## Objective
Reproduce the listing below, substituting "worn" for every occurrence of "weathered" and keeping everything else the same.

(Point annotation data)
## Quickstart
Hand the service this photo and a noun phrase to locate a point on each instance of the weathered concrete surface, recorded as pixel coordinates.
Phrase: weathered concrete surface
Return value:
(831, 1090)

## Problem solution
## Quickstart
Hand the service this photo and a noun phrase to locate a point on each instance of the worn concrete surface, recorded as pixel coordinates.
Phrase: worn concrete surface
Return value:
(831, 1090)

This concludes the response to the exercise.